**Problem to solve**
Gather every line of the material below that contains the word "gold".

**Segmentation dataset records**
======

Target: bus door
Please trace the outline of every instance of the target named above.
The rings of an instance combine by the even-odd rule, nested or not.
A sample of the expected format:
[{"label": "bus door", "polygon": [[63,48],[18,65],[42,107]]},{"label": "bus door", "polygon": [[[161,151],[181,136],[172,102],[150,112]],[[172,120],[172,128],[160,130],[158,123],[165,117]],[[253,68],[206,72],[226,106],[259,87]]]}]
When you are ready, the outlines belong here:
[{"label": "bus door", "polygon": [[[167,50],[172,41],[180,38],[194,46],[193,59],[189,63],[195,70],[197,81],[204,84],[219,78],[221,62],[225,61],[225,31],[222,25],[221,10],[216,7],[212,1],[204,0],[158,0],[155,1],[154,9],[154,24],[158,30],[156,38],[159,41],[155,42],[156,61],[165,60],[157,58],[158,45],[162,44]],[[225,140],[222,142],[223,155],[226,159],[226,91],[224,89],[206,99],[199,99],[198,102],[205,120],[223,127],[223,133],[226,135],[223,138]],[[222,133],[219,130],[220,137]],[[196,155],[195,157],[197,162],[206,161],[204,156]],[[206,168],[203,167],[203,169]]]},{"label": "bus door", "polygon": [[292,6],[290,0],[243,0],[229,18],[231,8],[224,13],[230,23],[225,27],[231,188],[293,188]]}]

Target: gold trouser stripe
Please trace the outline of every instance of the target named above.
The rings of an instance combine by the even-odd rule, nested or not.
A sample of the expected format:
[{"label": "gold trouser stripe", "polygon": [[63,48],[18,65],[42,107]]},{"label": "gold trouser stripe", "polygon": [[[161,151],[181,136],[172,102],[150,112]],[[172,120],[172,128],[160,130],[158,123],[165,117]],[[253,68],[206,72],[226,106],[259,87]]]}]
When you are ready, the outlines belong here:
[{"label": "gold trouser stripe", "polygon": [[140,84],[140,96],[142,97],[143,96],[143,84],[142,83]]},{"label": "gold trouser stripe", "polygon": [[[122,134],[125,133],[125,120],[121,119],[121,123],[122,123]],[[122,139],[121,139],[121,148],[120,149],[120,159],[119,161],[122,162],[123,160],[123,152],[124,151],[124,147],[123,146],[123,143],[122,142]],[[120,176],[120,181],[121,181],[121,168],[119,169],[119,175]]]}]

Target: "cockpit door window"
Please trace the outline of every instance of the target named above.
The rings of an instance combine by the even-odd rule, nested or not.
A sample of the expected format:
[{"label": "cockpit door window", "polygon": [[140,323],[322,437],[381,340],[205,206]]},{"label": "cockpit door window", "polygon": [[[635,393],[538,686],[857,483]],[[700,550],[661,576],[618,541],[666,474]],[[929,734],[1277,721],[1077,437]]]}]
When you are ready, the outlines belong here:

======

**Task answer**
Target: gold trouser stripe
[{"label": "gold trouser stripe", "polygon": [[63,48],[18,65],[42,107]]},{"label": "gold trouser stripe", "polygon": [[[161,151],[181,136],[172,102],[150,112]],[[172,120],[172,128],[160,130],[158,123],[165,117]],[[253,68],[206,72],[226,106],[259,87]]]}]
[{"label": "gold trouser stripe", "polygon": [[140,84],[140,96],[142,97],[143,96],[143,84],[142,83]]},{"label": "gold trouser stripe", "polygon": [[[122,134],[125,133],[125,120],[121,119],[121,123],[122,123]],[[122,139],[121,139],[121,148],[120,149],[120,159],[119,161],[122,162],[123,160],[123,152],[124,151],[124,147],[123,146],[123,143],[122,142]],[[120,176],[120,181],[121,181],[121,168],[119,169],[119,175]]]}]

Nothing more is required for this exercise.